## Page extract
★ ★ ★ ★

ABC New's Matthew Jaffe reports:
UPDATE: Senate Majority Reid Harry Reid projected on the Senate floor this morning that Senators will vote on the repeal amendment between 5pm and 6pm Wednesday.
ORIGINAL POST: The Senate is likely to vote today – or later this week if it gets pushed back – on repealing the health care law, even though everyone knows it’s not going to pass.
But it’s not as simple as a straight up-or-down vote on repeal.
To recap, Democrats want to pass the $35 billion FAA reauthorization bill that they are touting as “the first jobs bill” of the new Congress. They say it will save or create an estimated 280,000 jobs. Republicans want to force a vote as soon as possible on the House-passed bill to repeal the health care law. So Mitch McConnell tried to attach the repeal as an amendment to the FAA bill. Democrats then protested the GOP repeal amendment as a so-called budget point of order because it would add to the deficit, so now – in order for the repeal amendment to advance any further – Republicans need 60 votes to get past the budget point of order.

★ ★ ★ ★

Region pointing data:
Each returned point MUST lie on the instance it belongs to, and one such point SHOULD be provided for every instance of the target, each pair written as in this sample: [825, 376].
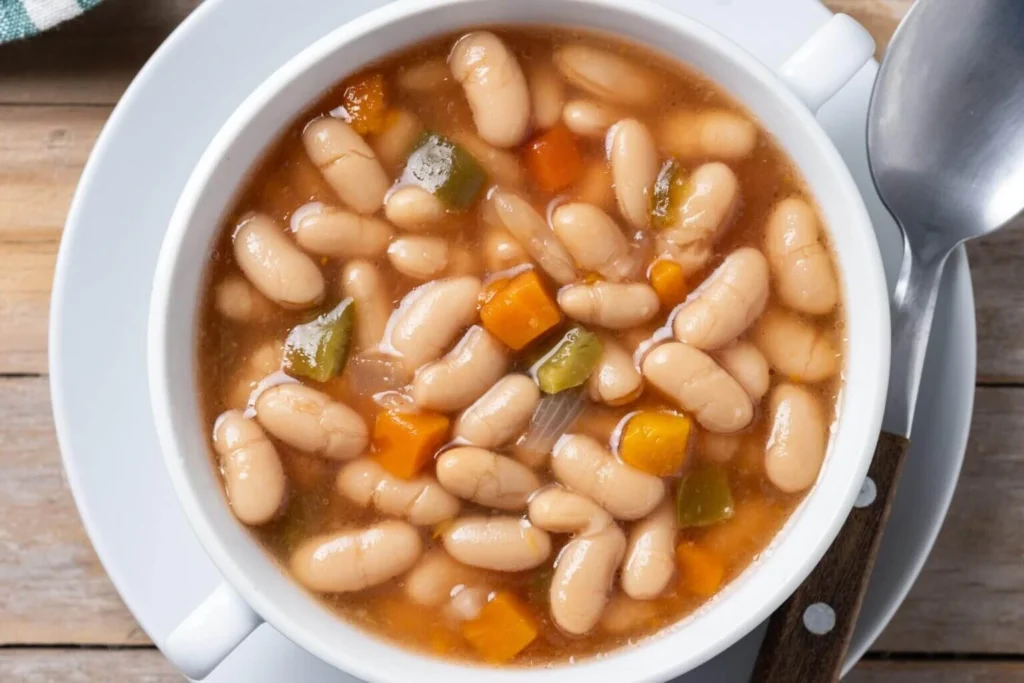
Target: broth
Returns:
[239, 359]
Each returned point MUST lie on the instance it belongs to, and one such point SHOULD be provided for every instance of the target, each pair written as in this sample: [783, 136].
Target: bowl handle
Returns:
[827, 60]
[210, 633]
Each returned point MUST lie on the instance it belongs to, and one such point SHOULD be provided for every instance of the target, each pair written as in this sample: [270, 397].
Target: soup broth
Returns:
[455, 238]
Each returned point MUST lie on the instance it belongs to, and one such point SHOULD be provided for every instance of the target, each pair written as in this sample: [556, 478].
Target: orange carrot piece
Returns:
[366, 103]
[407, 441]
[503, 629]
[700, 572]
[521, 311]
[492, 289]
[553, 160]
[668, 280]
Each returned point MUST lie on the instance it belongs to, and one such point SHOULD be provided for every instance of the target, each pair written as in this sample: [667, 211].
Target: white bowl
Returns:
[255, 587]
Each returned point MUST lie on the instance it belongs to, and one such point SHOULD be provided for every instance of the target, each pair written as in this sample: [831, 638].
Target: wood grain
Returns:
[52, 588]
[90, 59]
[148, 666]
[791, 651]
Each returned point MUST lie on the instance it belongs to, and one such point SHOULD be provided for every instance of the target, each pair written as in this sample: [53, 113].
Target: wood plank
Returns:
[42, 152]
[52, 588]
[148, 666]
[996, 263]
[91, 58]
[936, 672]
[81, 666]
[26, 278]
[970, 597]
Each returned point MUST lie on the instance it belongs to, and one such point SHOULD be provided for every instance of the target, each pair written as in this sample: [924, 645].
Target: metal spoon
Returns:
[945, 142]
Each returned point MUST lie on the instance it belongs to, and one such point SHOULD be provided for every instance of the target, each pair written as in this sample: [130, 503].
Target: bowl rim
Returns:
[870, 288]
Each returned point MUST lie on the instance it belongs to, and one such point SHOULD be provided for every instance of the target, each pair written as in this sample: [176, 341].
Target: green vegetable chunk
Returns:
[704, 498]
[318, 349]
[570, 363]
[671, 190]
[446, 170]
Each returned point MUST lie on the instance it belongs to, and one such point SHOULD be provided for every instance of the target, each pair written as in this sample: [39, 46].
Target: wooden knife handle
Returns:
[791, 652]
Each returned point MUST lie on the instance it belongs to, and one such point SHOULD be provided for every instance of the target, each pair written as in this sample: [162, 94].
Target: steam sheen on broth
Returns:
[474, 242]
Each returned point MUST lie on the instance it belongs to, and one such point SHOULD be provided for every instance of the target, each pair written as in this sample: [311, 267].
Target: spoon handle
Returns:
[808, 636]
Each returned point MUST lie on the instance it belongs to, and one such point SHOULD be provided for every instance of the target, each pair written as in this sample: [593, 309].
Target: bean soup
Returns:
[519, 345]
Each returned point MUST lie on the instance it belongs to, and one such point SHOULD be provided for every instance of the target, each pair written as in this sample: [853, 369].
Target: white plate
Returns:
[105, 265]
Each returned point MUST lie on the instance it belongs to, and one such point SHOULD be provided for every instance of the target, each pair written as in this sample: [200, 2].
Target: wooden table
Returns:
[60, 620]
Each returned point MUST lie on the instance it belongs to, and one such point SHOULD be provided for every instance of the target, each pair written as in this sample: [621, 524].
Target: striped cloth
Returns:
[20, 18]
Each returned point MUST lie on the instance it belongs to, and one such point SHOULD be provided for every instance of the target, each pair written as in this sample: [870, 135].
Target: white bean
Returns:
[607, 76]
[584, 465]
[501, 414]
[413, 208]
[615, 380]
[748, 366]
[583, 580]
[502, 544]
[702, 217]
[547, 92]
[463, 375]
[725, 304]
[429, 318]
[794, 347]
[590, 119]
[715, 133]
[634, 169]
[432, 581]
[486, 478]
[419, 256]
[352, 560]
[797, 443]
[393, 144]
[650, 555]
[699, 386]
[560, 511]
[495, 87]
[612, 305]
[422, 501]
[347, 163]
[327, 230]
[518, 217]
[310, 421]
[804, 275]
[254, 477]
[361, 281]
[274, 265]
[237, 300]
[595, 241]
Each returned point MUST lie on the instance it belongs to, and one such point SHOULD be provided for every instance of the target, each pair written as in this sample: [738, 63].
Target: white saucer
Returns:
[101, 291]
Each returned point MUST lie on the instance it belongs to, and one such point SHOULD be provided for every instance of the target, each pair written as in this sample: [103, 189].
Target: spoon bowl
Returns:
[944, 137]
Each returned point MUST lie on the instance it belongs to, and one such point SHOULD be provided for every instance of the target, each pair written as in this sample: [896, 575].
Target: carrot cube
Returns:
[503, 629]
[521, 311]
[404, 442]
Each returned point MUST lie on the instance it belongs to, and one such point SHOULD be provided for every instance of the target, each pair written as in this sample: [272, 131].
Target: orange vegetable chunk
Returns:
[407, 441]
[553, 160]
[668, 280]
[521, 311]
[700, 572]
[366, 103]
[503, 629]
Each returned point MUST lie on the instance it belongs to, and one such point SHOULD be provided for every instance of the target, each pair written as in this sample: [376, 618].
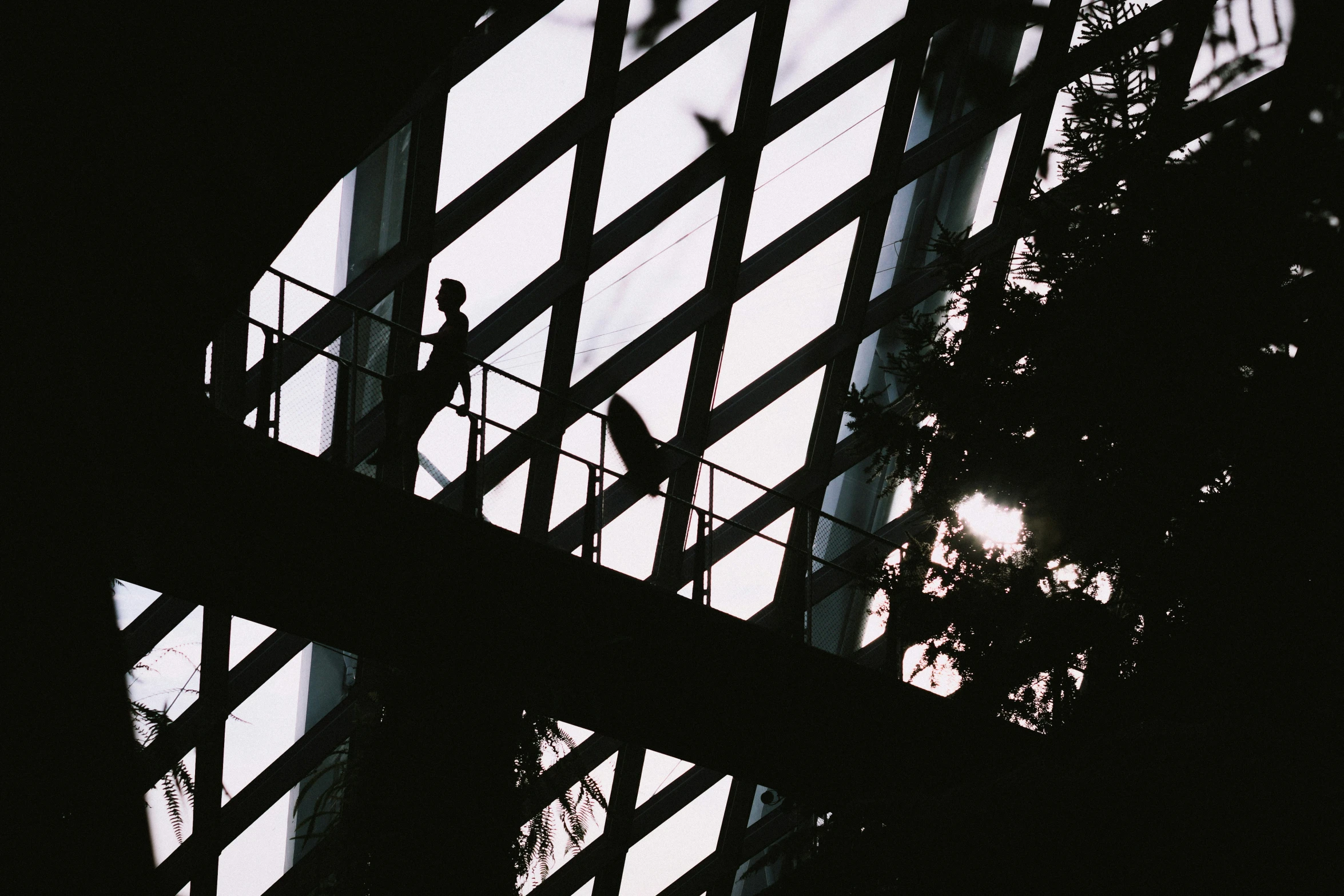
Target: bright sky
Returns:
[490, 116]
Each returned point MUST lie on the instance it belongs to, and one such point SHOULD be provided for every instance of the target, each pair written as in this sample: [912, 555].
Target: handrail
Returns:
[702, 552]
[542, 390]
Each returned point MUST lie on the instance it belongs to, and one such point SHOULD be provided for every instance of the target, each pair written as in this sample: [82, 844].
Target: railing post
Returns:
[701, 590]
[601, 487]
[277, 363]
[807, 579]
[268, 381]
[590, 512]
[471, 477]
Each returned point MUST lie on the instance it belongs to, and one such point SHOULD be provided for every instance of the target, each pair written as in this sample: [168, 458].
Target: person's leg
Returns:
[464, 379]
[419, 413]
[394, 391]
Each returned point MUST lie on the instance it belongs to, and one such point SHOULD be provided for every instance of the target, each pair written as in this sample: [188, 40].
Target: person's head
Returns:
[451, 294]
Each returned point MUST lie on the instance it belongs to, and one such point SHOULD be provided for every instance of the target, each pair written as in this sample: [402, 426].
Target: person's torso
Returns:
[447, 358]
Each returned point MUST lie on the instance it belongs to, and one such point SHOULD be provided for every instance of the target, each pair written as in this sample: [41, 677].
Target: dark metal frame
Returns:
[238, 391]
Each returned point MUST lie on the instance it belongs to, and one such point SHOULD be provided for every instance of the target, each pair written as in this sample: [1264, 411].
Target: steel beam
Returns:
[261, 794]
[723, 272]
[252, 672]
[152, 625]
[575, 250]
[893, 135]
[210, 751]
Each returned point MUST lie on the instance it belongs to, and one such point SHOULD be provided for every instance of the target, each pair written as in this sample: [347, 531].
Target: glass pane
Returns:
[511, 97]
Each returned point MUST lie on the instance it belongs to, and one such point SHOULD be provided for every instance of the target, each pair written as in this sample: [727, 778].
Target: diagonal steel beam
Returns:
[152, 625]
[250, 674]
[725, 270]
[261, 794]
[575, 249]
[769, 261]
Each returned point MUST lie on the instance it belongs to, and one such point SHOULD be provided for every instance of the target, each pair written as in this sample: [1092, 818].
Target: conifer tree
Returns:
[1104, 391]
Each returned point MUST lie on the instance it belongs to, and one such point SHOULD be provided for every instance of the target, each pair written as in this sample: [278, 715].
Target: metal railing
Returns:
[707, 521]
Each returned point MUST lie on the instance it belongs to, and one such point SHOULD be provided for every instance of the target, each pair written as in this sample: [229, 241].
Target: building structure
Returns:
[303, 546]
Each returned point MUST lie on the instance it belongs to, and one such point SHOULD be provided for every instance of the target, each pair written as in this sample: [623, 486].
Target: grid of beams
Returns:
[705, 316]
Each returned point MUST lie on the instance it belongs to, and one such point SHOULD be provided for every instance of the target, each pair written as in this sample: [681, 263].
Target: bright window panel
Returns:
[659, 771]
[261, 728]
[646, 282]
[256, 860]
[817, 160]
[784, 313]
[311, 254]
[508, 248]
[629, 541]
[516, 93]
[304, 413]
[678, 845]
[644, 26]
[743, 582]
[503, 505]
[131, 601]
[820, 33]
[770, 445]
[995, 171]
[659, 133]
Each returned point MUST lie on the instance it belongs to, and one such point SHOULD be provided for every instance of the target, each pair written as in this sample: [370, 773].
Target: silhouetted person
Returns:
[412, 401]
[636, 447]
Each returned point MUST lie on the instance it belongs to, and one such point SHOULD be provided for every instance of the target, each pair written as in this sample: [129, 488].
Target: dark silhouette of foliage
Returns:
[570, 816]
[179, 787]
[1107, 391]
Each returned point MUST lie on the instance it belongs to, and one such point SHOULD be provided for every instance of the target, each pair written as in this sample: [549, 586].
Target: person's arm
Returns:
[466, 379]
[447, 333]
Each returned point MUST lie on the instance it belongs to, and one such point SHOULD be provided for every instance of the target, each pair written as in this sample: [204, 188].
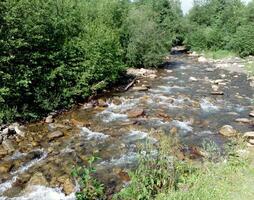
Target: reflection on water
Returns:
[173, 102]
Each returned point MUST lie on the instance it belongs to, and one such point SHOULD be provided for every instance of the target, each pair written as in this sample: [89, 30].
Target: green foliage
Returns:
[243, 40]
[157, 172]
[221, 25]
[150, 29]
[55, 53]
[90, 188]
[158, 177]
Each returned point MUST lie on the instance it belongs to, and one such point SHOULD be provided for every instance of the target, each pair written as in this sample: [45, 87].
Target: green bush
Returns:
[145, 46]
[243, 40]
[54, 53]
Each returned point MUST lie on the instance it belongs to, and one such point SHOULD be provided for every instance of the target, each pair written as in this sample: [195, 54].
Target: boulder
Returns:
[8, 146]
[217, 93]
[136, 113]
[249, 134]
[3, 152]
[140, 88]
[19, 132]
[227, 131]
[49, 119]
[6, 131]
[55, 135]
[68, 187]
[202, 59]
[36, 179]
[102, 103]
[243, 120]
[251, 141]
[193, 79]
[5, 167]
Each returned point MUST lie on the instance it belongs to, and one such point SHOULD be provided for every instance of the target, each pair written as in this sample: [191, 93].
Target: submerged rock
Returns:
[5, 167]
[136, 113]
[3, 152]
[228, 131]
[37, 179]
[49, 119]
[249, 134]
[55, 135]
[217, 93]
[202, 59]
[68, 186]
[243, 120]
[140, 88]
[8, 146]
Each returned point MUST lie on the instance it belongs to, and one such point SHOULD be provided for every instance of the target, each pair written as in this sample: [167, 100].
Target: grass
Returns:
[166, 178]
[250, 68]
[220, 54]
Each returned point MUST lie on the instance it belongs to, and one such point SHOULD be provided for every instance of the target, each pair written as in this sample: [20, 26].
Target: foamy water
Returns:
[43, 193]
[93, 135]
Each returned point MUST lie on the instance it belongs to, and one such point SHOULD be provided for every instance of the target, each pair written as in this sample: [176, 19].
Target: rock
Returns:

★ ★ ★ ★

## Check your understanding
[A] List every person named in the report on the Senate health care repeal vote.
[B] Write out the passage of the report on the Senate health care repeal vote from "ORIGINAL POST: The" up to and including "point of order.".

## Your responses
[A] Matthew Jaffe, Harry Reid, Mitch McConnell

[B]
ORIGINAL POST: The Senate is likely to vote today – or later this week if it gets pushed back – on repealing the health care law, even though everyone knows it’s not going to pass.
But it’s not as simple as a straight up-or-down vote on repeal.
To recap, Democrats want to pass the $35 billion FAA reauthorization bill that they are touting as “the first jobs bill” of the new Congress. They say it will save or create an estimated 280,000 jobs. Republicans want to force a vote as soon as possible on the House-passed bill to repeal the health care law. So Mitch McConnell tried to attach the repeal as an amendment to the FAA bill. Democrats then protested the GOP repeal amendment as a so-called budget point of order because it would add to the deficit, so now – in order for the repeal amendment to advance any further – Republicans need 60 votes to get past the budget point of order.